GOAL:
Write out the items below exactly, everything from the line containing "find the neighboring" down to the line containing "887 411 919 494", with both of those lines included.

>> start EXERCISE MATERIALS

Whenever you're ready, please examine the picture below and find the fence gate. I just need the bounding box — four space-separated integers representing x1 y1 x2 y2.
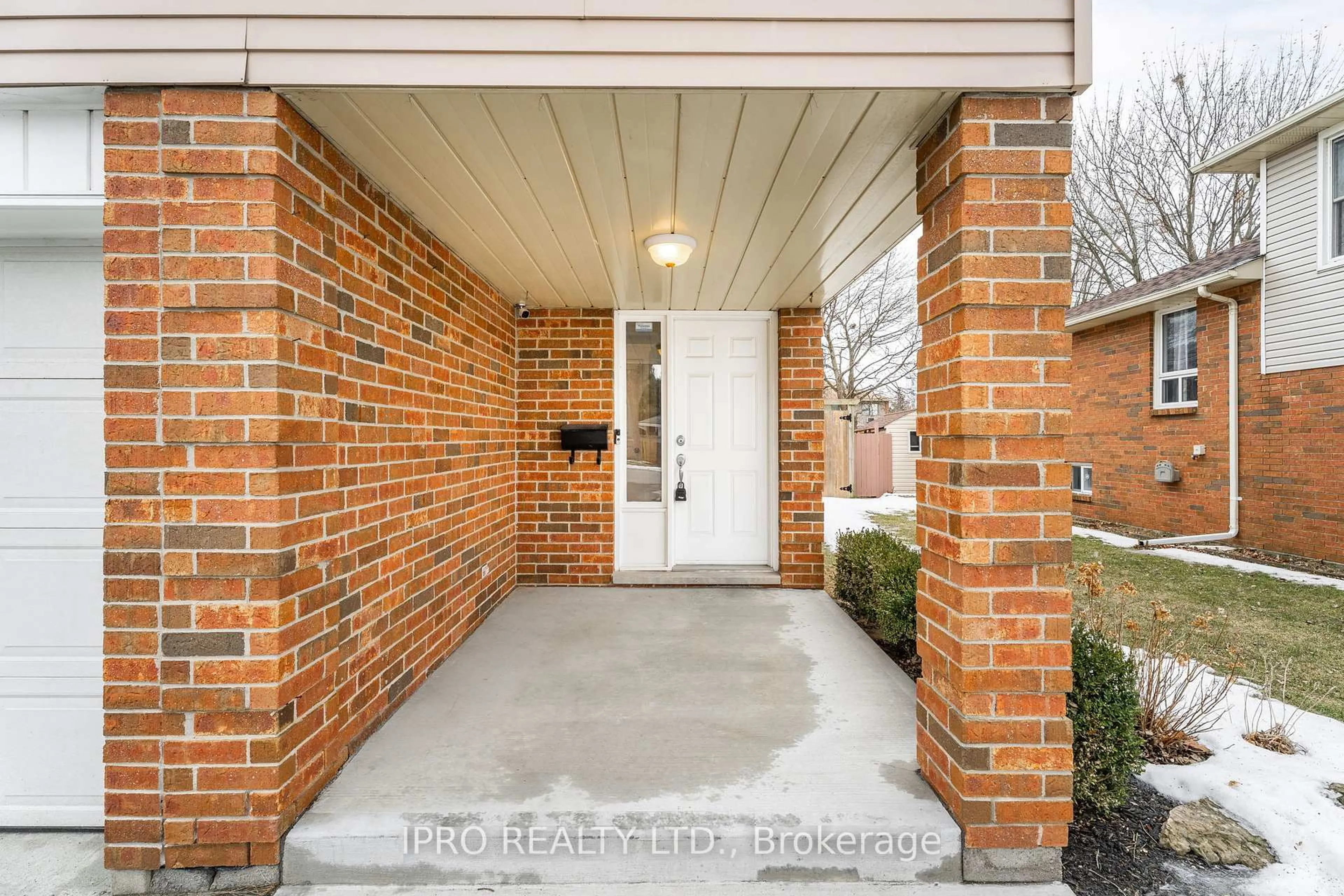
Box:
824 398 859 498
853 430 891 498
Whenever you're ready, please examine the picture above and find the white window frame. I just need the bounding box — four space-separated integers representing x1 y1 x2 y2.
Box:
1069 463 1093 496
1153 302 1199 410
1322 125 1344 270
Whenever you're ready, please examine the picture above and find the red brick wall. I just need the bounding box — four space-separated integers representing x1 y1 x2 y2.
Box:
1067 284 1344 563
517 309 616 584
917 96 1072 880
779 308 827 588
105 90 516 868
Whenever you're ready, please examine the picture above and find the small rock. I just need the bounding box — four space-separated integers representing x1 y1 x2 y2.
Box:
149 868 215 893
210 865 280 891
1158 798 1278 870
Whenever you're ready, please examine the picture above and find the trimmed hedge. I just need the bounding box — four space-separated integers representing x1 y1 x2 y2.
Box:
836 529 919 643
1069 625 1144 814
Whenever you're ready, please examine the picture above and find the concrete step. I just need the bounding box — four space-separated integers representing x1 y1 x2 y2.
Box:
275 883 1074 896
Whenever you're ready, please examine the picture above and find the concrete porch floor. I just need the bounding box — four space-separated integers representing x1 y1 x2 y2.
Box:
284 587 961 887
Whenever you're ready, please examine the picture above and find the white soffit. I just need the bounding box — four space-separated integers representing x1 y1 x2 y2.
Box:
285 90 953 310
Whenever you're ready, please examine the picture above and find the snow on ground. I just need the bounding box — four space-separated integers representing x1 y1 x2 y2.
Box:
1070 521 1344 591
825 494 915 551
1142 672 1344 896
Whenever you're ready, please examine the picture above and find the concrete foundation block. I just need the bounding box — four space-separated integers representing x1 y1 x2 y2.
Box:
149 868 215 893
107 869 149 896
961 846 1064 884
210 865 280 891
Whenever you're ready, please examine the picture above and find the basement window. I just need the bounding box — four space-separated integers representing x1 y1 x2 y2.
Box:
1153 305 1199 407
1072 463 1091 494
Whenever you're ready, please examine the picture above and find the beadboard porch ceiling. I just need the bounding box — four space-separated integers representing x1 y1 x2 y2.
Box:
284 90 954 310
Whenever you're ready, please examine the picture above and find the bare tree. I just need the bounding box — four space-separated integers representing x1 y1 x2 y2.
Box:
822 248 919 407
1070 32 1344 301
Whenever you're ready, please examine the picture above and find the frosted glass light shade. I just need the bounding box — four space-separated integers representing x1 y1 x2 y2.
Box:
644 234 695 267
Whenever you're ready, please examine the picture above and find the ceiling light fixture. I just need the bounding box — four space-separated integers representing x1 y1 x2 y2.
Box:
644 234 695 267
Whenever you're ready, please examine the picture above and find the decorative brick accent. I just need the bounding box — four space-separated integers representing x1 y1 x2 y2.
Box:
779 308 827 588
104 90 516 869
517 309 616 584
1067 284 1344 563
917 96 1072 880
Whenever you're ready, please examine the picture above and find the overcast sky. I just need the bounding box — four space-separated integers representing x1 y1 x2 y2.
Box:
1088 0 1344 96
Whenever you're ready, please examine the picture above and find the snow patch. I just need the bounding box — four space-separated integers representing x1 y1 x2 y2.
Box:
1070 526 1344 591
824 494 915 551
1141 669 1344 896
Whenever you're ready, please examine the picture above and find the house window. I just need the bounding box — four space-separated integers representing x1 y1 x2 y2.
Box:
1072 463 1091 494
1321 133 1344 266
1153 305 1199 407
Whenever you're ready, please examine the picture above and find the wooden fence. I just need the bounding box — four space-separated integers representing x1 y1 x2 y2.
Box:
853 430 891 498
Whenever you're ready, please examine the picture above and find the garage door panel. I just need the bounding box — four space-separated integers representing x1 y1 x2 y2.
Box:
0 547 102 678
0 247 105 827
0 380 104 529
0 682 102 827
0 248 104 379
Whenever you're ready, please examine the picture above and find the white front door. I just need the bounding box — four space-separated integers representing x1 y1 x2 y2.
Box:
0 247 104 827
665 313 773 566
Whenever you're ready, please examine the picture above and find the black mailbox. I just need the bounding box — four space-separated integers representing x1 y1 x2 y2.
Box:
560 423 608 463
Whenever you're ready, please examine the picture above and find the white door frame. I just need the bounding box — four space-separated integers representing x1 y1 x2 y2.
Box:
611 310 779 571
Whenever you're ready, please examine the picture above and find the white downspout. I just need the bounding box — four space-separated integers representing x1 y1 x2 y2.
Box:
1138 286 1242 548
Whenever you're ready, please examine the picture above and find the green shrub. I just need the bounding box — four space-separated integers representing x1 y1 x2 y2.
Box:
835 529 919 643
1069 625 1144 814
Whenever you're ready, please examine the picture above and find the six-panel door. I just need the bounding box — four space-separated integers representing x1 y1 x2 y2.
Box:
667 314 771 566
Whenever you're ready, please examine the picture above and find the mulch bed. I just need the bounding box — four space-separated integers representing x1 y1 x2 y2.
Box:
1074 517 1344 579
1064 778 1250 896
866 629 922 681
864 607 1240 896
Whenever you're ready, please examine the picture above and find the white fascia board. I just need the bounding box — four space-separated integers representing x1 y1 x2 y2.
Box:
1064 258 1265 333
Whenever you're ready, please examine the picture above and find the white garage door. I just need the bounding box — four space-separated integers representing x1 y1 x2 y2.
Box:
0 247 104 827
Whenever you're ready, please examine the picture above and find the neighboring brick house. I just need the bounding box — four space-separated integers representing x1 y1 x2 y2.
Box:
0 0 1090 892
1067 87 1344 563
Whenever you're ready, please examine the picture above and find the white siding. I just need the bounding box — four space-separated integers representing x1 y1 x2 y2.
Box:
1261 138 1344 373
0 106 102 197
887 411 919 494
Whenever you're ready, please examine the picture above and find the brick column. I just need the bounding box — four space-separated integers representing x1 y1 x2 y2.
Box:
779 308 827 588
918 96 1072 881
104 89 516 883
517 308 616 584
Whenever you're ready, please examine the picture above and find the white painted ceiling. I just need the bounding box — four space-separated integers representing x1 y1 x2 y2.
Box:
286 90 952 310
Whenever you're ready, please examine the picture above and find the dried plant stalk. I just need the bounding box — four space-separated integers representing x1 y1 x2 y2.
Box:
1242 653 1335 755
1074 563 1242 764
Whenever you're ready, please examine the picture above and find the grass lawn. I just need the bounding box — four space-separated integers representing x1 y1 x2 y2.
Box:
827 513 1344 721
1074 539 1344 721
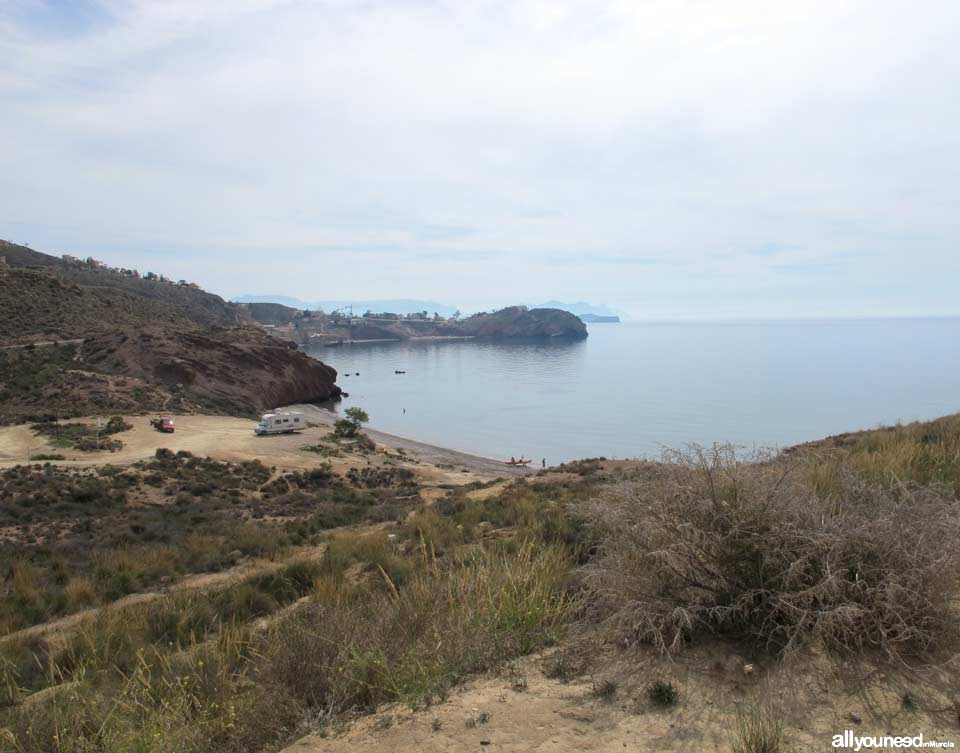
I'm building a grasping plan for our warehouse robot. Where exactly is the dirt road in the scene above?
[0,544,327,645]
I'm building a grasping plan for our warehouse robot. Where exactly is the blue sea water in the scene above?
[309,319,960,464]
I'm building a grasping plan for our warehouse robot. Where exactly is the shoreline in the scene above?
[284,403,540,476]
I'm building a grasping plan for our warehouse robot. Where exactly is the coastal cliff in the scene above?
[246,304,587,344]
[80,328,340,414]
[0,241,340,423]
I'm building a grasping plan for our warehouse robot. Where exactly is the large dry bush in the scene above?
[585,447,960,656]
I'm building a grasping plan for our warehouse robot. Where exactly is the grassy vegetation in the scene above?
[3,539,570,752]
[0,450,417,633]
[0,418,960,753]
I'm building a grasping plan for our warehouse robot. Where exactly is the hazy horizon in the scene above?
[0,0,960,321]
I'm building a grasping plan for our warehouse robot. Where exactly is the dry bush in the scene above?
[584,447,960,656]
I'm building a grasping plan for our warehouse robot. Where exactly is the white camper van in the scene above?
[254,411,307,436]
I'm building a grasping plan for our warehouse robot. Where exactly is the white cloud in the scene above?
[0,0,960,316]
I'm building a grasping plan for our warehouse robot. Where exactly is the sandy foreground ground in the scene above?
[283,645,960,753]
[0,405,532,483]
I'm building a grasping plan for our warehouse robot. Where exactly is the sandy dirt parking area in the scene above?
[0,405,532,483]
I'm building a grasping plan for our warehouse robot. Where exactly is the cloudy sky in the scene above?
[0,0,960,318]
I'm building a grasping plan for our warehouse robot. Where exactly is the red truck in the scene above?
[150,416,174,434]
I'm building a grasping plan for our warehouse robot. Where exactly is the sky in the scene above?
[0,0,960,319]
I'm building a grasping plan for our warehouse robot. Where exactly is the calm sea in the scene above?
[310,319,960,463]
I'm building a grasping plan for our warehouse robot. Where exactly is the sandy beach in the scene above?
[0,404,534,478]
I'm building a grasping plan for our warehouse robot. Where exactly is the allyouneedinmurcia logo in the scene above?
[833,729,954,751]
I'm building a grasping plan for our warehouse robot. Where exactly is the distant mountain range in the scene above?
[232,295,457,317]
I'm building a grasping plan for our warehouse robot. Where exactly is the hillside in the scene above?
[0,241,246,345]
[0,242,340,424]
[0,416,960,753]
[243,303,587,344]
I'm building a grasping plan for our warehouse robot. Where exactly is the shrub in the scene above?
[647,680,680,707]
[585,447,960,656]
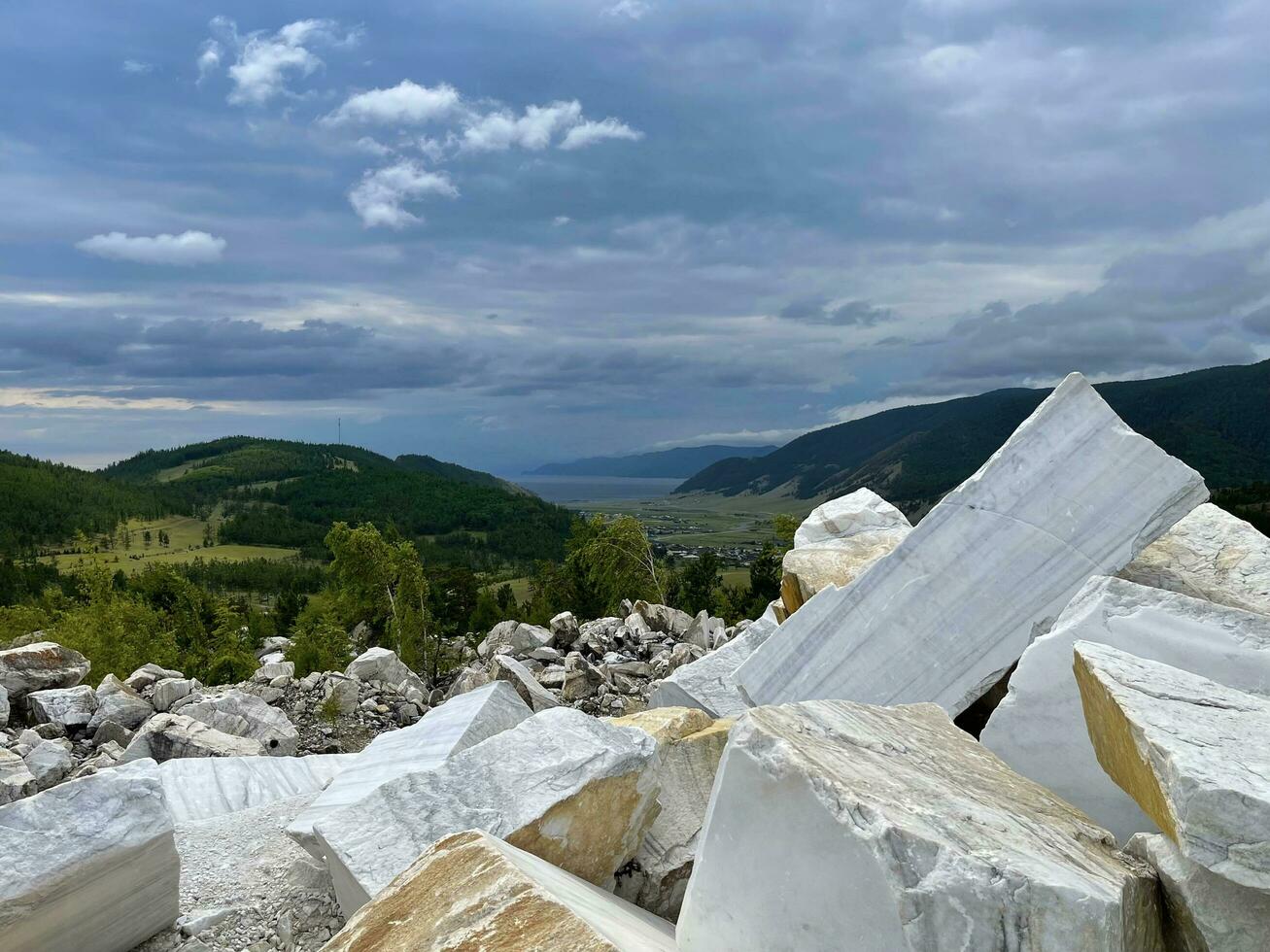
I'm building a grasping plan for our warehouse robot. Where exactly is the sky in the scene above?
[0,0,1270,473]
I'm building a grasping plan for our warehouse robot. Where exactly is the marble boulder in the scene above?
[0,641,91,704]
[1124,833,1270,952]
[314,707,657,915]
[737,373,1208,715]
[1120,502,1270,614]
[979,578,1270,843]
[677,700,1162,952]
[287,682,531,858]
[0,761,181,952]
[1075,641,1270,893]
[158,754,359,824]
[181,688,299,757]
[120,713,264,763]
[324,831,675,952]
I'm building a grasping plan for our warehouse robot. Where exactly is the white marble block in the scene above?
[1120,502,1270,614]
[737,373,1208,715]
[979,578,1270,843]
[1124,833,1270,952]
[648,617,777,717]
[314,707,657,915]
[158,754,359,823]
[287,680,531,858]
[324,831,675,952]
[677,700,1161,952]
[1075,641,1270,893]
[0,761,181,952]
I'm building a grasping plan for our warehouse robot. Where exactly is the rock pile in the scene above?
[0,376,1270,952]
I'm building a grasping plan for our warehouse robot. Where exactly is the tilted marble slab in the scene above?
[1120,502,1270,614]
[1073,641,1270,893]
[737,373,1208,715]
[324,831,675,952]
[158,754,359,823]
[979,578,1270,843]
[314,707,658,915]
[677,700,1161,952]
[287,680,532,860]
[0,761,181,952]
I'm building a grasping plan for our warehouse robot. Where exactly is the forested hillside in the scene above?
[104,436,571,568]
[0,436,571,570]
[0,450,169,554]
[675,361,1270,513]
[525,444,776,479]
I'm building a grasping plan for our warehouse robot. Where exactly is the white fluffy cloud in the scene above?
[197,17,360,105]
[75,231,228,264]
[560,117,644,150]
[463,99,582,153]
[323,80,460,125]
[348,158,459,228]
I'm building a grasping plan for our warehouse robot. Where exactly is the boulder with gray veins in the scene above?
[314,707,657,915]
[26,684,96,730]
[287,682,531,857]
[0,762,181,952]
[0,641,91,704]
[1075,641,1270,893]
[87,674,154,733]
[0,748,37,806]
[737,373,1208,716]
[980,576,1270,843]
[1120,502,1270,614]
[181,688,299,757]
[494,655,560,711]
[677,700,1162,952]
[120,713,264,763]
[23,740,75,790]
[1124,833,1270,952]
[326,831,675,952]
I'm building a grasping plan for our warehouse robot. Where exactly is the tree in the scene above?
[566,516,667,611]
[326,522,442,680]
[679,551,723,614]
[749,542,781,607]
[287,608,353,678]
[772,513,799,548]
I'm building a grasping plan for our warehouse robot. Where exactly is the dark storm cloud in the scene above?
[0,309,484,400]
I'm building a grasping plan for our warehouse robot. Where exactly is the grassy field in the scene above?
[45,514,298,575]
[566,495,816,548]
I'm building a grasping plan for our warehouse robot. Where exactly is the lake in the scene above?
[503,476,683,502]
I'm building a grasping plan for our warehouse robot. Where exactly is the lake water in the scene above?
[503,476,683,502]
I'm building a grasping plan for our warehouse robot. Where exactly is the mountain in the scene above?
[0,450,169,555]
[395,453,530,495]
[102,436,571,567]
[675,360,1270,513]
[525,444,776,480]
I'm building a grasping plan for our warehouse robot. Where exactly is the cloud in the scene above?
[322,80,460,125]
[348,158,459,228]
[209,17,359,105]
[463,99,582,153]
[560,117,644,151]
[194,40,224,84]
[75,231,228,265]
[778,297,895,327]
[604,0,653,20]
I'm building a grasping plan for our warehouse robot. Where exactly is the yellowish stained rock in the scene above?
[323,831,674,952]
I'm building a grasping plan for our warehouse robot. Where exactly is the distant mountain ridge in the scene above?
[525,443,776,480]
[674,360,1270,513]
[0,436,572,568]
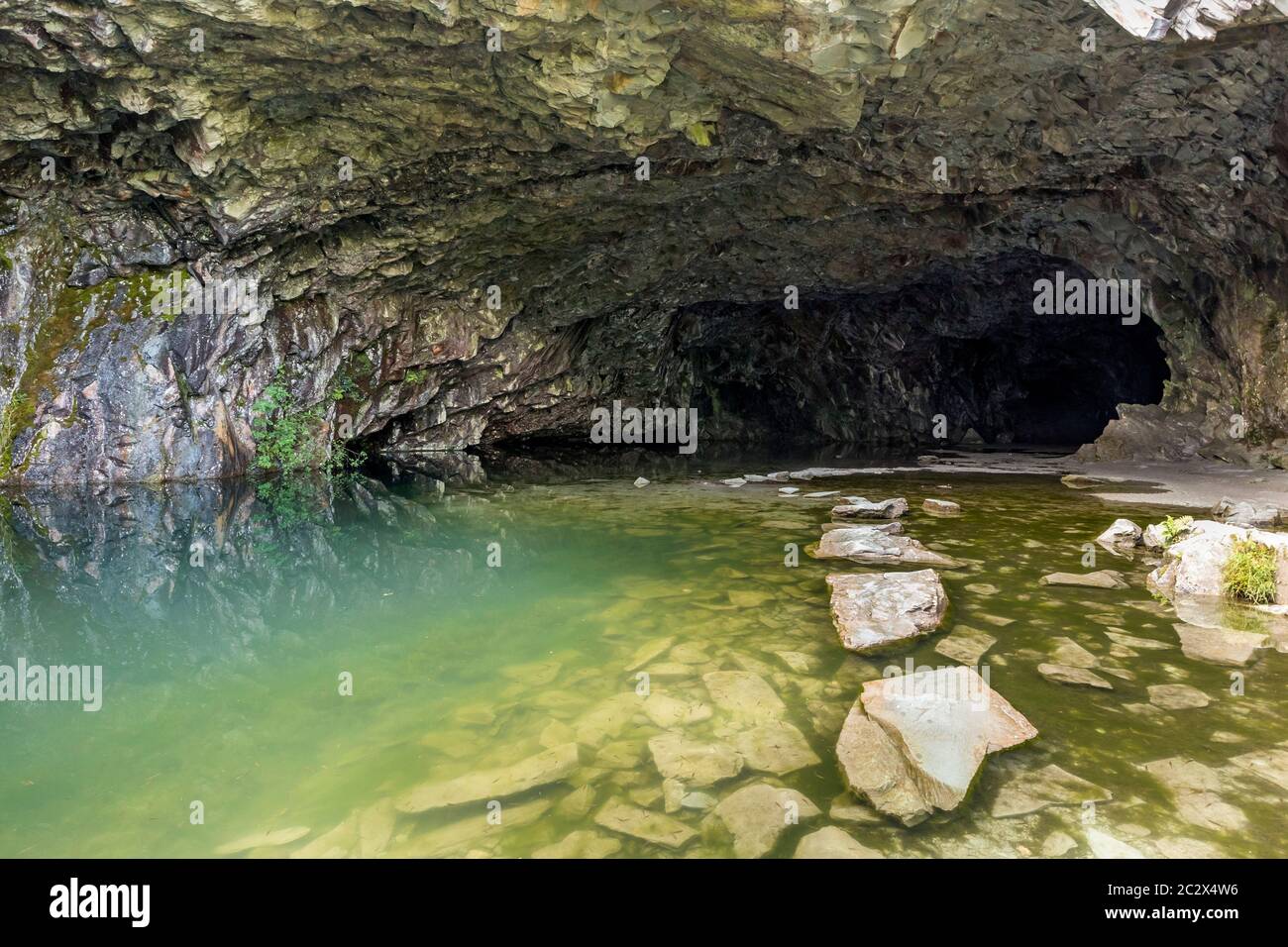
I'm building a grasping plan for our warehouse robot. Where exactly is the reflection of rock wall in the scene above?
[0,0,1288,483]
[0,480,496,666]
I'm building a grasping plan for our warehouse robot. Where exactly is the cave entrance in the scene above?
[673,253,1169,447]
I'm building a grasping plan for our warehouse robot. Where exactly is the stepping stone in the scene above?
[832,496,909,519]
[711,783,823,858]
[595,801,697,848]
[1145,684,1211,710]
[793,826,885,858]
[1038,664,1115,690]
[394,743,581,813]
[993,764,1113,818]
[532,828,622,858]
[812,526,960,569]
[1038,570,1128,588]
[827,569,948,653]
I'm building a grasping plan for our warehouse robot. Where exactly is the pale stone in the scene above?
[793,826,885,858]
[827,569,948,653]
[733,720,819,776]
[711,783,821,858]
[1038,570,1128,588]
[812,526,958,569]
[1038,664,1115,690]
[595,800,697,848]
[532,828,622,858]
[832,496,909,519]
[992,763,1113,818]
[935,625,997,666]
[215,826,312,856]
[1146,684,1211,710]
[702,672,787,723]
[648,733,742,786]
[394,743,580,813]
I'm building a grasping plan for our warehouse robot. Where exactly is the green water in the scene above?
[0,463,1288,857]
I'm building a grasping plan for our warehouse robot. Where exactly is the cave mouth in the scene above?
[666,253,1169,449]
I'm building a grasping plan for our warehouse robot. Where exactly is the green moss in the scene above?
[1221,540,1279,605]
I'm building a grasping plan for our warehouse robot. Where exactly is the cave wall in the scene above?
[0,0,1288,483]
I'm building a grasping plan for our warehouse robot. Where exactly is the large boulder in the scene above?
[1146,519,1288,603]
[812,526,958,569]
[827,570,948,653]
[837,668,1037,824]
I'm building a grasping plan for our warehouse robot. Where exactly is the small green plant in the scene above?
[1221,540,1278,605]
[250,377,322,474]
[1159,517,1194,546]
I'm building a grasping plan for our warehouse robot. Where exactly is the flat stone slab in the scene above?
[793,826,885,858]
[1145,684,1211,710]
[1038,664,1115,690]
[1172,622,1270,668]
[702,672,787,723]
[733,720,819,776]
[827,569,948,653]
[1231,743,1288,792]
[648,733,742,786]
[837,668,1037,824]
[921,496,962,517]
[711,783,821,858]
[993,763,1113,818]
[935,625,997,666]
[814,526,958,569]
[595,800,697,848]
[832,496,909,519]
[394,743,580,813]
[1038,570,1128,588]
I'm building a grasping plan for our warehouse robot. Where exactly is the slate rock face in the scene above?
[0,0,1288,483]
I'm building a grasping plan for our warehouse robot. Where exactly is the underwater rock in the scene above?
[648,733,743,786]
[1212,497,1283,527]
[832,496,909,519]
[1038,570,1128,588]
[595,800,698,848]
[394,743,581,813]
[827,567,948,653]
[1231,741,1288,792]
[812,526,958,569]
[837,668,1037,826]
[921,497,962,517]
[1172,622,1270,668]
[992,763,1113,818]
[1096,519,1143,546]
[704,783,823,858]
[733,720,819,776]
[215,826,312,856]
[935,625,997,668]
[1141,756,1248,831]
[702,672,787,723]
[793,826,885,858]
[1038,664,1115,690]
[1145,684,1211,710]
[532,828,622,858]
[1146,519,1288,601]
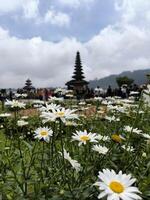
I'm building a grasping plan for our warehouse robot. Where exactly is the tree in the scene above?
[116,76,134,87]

>> end EXERCISE MATERIALS

REPLY:
Whenever you're ready, please examine the picture above and find the neighboring brick house. I just need the bounding box — four space-separated integers representing x1 y1 x2 y2.
Box:
0 0 1090 892
1067 87 1344 563
Whenever you're ready, please examine the picture above and find the white siding. I just need the bounding box — four space-separated integers representing x1 y1 x2 y2.
Box:
1261 138 1344 373
0 106 102 197
887 411 919 494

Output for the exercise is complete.